»»

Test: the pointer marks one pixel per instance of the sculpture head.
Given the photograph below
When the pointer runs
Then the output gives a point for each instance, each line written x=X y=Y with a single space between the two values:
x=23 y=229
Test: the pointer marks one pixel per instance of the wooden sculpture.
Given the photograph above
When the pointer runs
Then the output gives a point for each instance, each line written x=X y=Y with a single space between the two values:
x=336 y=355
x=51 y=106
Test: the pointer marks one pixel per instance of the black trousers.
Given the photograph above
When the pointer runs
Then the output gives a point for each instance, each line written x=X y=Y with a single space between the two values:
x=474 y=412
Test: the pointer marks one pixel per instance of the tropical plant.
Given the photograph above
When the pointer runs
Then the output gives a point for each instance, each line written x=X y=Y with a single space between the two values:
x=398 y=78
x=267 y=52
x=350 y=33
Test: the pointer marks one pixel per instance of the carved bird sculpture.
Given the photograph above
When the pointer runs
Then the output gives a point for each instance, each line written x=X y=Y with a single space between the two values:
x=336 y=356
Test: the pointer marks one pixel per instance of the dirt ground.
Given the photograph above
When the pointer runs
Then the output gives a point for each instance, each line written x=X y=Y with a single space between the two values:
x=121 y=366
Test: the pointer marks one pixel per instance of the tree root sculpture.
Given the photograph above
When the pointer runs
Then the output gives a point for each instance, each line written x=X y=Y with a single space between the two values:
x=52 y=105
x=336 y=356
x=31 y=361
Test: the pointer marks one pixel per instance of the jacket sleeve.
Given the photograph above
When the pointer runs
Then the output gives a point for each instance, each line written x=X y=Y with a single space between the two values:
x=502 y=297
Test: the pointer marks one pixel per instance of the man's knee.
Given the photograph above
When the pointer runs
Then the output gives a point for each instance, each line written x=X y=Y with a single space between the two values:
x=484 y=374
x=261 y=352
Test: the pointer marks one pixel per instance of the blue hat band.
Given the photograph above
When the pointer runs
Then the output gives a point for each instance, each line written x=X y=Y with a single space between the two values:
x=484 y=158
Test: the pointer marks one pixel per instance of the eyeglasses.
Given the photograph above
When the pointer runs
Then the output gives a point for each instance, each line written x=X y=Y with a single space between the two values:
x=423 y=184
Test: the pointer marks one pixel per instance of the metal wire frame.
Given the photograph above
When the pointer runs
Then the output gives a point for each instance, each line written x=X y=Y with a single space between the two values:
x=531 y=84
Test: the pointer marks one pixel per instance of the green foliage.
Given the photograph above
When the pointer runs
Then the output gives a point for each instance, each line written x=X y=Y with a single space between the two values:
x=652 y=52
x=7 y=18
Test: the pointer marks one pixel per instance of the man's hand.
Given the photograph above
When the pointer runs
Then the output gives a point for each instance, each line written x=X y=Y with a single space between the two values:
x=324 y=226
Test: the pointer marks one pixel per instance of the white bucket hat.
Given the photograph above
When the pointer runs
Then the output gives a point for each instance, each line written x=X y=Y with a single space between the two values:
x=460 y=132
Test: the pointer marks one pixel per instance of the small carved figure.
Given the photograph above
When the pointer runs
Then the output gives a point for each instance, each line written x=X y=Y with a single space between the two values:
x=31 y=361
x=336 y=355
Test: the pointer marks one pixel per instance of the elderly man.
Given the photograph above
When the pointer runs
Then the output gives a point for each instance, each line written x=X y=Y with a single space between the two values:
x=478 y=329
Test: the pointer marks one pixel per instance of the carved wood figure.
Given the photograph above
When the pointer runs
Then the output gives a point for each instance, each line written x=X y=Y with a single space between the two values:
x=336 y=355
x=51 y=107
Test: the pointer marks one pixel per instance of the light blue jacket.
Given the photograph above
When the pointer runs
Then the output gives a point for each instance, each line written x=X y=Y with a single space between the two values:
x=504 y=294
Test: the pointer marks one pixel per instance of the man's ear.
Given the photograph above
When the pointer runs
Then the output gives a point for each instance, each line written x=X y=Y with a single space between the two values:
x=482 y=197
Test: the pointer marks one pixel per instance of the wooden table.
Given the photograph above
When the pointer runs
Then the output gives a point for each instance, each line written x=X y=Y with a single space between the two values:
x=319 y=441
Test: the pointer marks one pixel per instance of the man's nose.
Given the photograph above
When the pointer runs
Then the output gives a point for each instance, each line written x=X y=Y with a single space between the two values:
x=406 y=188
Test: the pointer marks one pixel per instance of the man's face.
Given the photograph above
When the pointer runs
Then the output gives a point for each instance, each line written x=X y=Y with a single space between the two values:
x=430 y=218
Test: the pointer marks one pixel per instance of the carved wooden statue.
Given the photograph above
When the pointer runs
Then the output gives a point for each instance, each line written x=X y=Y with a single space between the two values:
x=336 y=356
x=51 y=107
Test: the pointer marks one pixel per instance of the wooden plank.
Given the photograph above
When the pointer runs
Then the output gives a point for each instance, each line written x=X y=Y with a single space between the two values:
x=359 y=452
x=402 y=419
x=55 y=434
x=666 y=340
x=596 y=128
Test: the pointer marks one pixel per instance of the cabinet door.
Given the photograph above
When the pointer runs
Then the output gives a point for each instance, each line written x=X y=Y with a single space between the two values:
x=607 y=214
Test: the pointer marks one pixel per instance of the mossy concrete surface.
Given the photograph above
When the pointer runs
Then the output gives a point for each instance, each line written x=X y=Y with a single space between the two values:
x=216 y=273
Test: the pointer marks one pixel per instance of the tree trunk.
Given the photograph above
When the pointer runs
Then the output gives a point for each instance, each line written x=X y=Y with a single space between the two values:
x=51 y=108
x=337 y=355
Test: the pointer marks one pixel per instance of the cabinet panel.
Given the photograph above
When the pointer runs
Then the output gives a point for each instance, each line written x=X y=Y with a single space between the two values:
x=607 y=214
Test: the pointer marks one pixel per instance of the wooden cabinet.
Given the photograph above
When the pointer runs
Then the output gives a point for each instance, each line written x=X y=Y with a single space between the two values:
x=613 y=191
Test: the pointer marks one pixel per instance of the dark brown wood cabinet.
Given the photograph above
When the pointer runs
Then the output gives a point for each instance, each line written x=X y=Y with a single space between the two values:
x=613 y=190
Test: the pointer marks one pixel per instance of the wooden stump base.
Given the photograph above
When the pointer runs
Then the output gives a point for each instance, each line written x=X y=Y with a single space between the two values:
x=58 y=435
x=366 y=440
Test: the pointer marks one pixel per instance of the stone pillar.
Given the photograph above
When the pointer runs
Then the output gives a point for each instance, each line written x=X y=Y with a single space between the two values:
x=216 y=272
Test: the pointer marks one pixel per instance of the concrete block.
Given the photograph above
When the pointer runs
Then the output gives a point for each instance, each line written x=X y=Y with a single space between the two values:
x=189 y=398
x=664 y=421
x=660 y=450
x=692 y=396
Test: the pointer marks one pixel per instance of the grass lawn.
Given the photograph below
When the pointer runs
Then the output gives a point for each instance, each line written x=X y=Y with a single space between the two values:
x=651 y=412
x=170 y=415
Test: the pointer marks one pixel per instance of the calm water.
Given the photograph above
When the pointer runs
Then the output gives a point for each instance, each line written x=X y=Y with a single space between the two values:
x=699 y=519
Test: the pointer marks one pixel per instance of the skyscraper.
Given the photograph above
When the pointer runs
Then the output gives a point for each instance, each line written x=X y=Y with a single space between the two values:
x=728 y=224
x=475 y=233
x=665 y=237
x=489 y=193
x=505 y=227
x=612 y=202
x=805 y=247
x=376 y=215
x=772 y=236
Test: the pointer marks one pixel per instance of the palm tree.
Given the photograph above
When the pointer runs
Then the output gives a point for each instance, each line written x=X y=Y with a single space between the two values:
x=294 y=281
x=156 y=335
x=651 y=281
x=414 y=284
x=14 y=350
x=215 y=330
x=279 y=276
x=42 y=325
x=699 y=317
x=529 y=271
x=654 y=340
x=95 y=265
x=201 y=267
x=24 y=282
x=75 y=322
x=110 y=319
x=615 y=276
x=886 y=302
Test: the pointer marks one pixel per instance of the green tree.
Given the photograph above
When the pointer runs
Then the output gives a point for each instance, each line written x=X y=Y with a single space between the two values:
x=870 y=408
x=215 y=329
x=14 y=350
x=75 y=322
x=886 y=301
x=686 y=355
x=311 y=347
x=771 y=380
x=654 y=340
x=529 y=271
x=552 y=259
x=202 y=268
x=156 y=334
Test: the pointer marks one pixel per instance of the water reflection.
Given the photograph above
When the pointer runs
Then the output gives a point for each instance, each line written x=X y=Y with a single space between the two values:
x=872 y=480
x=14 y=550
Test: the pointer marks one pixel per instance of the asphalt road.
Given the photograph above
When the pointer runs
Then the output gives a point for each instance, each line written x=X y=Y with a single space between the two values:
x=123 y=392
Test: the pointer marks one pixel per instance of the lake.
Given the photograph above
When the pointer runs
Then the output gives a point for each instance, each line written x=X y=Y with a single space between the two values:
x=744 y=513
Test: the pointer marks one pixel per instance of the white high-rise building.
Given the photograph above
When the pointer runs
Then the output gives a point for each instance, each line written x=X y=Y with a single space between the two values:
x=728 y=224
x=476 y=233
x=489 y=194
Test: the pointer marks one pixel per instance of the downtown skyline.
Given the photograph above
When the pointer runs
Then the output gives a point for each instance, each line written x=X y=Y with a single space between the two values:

««

--- Task objective ---
Reproduce verbatim the lines between the line containing "the wooden cabinet." and the line containing "x=216 y=272", inclusive.

--- Written solution ---
Test: the pointer marks one pixel per instance of the wooden cabinet.
Given the photograph above
When the pointer runs
Then the output gives a point for each instance, each line written x=X y=Y with a single space between the two values:
x=613 y=191
Test: the pointer marks one pixel per instance of the dark brown wood cabinet.
Given the photograph above
When the pointer runs
Then the output gives a point for each instance, each line written x=X y=Y with a single space between the two values:
x=613 y=190
Test: the pointer marks one pixel per instance of the wooden stump base.
Given the photograph above
When the pointer runs
Then the output gives a point for each instance, each line written x=X y=Y with a single space between the two values:
x=58 y=435
x=366 y=440
Test: the pointer marks one pixel per instance of the stone pillar.
Given the photograph above
When the pointer runs
Then the output gives a point for each instance, each line written x=X y=Y with a single space between the two values:
x=216 y=272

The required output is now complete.